### Reading passage
──────────────────────────────

Just one more thing to consider , PowerBI can read data from both the sources and then do the transformation within itself.
Upvotes: 1
Reputation: 4477
The pattern that you're following is the data lake pattern, where data is moved between 3 zones:
The Raw
zone keeps an original copy of the data before transformation. The benefit of storing the data this way (as parquet files, here) is so that you can troubleshoot a problem with the transformation or create a different transformation to address a new need.
The Enriched
zone is where you have done some transformation, like UNIONing your data, or providing some other clean up steps, maybe removing unneeded columns, correcting addresses, etc. You have done this by inserting the data into a SQL database, but this might also be accomplished by using views in the serverless pool, if the transformations are simple enough: https://learn.microsoft.com/en-us/azure/synapse-analytics/sql/create-use-views
The Curated
zone is a place to transform your data into a form that BI applications will do well with, i.e. a star schema. Even if this is a very simple dataset, it will be well worth incorporating a date dimension, which will yield a lot of benefits in Power BI. The bottom line here is that Power BI is optimized to work with star schemas, so that's what you should give it.
You do not need to use data lake technologies to follow this pattern and still get the benefits. As far as whether what you are doing is good will be based on how everything performs versus how simple you can keep it. Here's more on the topic: https://learn.microsoft.com/en-us/azure/cloud-adoption-framework/scenarios/cloud-scale-analytics/best-practices/data-lake-overview
Upvotes: 3

──────────────────────────────

Bounding-box records
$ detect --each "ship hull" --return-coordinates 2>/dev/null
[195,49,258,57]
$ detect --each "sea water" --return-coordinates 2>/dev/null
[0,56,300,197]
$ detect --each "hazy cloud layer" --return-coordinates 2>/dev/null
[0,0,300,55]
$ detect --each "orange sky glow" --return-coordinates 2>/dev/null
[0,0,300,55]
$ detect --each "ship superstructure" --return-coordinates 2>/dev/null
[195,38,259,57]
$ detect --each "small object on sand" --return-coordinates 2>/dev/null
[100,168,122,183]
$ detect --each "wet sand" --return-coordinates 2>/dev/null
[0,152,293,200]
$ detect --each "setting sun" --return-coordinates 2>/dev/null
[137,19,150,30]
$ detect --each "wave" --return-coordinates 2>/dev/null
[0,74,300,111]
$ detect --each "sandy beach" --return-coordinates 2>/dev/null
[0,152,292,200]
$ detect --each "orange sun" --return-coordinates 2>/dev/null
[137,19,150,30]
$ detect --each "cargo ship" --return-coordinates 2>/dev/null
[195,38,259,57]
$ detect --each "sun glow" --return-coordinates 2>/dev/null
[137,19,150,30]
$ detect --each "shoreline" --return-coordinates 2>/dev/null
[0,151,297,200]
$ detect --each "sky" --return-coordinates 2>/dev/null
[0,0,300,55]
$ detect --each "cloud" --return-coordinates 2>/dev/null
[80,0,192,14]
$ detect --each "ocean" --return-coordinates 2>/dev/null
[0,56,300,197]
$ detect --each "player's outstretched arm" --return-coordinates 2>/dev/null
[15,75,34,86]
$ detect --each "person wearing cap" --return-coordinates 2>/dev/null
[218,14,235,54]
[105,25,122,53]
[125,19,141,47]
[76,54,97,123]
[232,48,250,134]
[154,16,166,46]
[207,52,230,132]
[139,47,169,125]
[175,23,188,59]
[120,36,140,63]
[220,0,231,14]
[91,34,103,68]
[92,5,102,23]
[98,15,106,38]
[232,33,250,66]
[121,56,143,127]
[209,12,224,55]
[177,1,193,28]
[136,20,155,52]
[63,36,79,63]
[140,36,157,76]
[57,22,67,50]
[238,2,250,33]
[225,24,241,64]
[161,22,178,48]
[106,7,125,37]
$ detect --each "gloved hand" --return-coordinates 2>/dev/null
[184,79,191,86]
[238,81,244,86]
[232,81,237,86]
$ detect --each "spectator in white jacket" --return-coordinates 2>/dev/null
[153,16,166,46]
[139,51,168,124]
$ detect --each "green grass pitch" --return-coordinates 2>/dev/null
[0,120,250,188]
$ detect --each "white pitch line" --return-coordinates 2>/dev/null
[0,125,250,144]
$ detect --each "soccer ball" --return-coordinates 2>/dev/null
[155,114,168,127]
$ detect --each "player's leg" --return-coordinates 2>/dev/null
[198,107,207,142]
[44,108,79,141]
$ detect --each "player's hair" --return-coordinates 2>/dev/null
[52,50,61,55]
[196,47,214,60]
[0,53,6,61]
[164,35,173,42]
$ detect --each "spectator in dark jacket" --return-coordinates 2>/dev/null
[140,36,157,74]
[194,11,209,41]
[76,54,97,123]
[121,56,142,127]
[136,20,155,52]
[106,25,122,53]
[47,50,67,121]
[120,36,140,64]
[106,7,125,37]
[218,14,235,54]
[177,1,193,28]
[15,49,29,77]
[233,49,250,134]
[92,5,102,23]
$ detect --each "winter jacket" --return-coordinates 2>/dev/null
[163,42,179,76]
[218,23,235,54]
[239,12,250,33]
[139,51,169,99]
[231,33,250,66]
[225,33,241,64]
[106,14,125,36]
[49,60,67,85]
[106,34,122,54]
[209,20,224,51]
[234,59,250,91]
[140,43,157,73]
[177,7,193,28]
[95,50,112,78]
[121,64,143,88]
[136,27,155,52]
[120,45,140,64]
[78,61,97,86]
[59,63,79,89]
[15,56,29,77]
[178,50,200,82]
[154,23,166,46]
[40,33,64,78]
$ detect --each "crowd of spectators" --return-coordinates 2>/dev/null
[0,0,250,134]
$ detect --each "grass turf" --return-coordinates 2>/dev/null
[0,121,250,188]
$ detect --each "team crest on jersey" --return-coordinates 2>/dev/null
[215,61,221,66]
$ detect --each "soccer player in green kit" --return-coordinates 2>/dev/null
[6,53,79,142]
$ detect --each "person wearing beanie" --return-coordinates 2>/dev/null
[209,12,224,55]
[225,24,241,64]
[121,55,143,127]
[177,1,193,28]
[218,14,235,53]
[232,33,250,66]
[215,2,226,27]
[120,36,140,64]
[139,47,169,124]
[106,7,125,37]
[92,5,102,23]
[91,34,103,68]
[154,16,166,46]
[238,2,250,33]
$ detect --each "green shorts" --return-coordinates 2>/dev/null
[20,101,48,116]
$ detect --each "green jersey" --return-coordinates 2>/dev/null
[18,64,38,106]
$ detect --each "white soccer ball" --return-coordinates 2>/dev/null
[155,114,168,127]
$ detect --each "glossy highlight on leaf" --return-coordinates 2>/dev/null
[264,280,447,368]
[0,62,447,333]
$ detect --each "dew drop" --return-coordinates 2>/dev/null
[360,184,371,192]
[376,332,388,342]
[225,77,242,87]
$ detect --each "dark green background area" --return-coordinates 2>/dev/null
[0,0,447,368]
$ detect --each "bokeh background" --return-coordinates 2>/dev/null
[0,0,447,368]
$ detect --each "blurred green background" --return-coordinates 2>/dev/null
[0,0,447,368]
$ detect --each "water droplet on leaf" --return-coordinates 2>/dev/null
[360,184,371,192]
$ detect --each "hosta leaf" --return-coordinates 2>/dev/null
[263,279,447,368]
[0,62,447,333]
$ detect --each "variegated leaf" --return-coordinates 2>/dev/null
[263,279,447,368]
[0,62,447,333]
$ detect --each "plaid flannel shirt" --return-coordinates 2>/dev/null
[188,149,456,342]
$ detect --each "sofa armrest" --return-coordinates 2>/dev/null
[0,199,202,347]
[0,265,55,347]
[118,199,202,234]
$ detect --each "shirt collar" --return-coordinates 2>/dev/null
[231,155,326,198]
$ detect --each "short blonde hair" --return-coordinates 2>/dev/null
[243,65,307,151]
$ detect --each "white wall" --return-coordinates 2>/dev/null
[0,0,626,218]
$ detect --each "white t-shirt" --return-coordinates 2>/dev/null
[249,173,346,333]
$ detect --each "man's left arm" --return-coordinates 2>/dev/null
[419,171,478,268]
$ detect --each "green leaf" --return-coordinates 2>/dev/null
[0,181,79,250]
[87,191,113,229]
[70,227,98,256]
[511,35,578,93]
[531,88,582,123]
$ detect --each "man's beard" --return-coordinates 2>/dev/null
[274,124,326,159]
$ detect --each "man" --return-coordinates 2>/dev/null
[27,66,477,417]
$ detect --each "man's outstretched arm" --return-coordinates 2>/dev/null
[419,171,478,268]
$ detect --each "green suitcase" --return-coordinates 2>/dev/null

──────────────────────────────

### Work to do
a – Decide whether each statement agrees with the data lake text, answering yes or no and quoting the words of the text that settle it: (i) the Raw zone keeps an original copy of the data before transformation; (ii) data lake technologies are required to follow the pattern; (iii) Power BI is optimized to work with star schemas.
b – Count the lines of the records that contain the string "orange", and give only the number.
The records are unrelated to the data lake text.

### Problem solutions
a –
(i) Yes: "zone keeps an original copy of the data before transformation."
(ii) No: "You do not need to use data lake technologies to follow this pattern and still get the benefits."
(iii) Yes: "Power BI is optimized to work with star schemas"

b – 2